::: Given data :::

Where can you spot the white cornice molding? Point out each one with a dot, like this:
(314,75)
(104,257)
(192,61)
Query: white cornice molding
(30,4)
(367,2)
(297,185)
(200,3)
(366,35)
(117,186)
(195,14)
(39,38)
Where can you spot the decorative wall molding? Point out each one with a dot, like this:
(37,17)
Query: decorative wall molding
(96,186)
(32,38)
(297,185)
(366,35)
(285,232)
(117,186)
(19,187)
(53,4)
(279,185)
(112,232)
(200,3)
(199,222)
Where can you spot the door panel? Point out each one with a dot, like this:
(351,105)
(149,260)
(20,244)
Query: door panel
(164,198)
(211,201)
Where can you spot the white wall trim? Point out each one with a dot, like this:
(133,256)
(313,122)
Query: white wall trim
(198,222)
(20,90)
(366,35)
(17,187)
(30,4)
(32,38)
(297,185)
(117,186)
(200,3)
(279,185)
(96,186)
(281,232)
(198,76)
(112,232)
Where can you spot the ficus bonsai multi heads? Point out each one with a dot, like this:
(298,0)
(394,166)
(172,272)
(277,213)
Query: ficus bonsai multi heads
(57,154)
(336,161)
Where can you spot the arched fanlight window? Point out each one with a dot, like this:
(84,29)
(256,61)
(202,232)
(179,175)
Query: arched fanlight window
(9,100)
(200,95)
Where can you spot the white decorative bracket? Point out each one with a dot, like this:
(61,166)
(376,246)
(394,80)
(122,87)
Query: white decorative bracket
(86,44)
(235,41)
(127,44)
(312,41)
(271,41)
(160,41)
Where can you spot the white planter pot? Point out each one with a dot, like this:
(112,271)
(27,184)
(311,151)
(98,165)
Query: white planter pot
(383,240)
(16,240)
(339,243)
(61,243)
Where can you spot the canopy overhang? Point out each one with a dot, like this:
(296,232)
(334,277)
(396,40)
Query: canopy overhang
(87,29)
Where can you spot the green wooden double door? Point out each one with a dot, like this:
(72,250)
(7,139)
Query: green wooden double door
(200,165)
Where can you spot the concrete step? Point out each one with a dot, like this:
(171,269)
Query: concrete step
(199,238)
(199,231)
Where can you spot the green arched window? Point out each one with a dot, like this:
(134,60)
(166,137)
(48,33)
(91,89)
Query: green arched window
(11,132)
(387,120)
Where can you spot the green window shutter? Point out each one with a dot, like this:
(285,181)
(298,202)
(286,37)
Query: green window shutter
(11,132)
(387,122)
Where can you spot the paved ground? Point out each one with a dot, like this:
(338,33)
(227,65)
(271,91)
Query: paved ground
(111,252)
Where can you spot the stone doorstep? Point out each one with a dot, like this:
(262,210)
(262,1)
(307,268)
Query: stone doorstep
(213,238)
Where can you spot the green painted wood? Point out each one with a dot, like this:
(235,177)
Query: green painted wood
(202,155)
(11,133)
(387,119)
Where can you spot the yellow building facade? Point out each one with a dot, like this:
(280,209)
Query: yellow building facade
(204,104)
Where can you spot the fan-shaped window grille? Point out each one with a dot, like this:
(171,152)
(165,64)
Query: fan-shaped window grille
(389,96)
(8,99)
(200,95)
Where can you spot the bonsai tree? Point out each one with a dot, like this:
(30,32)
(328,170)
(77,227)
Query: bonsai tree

:::

## [Given problem]
Quote the material above in full, changing nothing.

## [Result of the exercise]
Where can you spot the white cornice molding? Point out each one with a dot, like this:
(314,75)
(104,257)
(192,61)
Query: white cornice molding
(30,4)
(367,2)
(297,185)
(200,3)
(366,35)
(117,186)
(195,14)
(39,38)
Where can you spot the decorative wall molding? Point out each one with a dot, like this:
(37,17)
Query: decorative wall molding
(96,186)
(32,38)
(297,185)
(366,35)
(285,232)
(117,186)
(19,187)
(53,4)
(279,185)
(112,232)
(200,3)
(199,222)
Where can you spot the door panel? Point out each one with a dot, like this:
(351,105)
(149,260)
(20,244)
Query: door panel
(164,198)
(211,201)
Where can you spot the white wall trim? Point out each one with a dot, like this:
(133,256)
(313,122)
Query: white wall trim
(198,222)
(20,90)
(366,35)
(17,187)
(30,4)
(32,38)
(297,185)
(117,186)
(200,3)
(279,185)
(96,186)
(281,232)
(198,76)
(112,232)
Where can you spot the ficus bonsai multi heads? Point out each one with a dot, like this:
(298,0)
(394,166)
(172,272)
(277,213)
Query: ficus bonsai multi heads
(57,154)
(336,161)
Where can you spot the arched fanlight window? Point out each one with a dot, like this:
(84,29)
(256,61)
(202,232)
(179,175)
Query: arched fanlight window
(9,100)
(200,95)
Where can you spot the white decorative bracket? Point out each one with a dot, like this:
(61,166)
(376,246)
(394,80)
(122,87)
Query: white decorative bracket
(86,44)
(235,41)
(127,44)
(312,41)
(271,41)
(160,41)
Where can you spot the white planter pot? Point out each one with a dot, like this:
(112,271)
(27,184)
(311,151)
(98,165)
Query: white planter pot
(383,240)
(16,240)
(339,243)
(61,243)
Where can you spot the canopy overhang? Point out each one with a dot, like this:
(296,232)
(334,277)
(396,40)
Query: canopy overhang
(87,29)
Where can you spot the green wooden double door? Point out each one with a dot, like this:
(72,250)
(7,139)
Query: green wooden double door
(200,165)
Where can you spot the concrete step? Point out each one with a dot, like this:
(171,269)
Query: concrete step
(199,238)
(199,231)
Where can you spot the green arched window? Point out each one with a dot, like this:
(134,60)
(166,137)
(48,33)
(91,89)
Query: green arched window
(11,132)
(387,120)
Where can you spot the green window shutter? Point out each one with a dot, like this:
(285,181)
(298,202)
(286,37)
Query: green window shutter
(11,132)
(387,122)
Where can you spot the paved ground? Point out each one with a dot, like this:
(338,33)
(227,65)
(271,91)
Query: paved ground
(111,252)
Where can you spot the stone doorstep? Point out each one with a dot, like this:
(262,210)
(262,1)
(307,268)
Query: stone doorstep
(213,238)
Where can you spot the green painted wood? Point out each one with a dot, like this:
(235,177)
Query: green painted wood
(202,155)
(11,133)
(387,119)
Where can you spot the yellow building facade? Point out each one with a dot, like this:
(280,209)
Query: yellow building facade
(204,104)
Where can you spot the fan-shaped window grille? Point out each one with a dot, like this:
(171,152)
(165,64)
Query: fan-shaped window grille
(389,96)
(8,99)
(200,95)
Where can you spot the bonsai tree? Point out each one with a dot, like this:
(30,32)
(328,170)
(77,227)
Query: bonsai tree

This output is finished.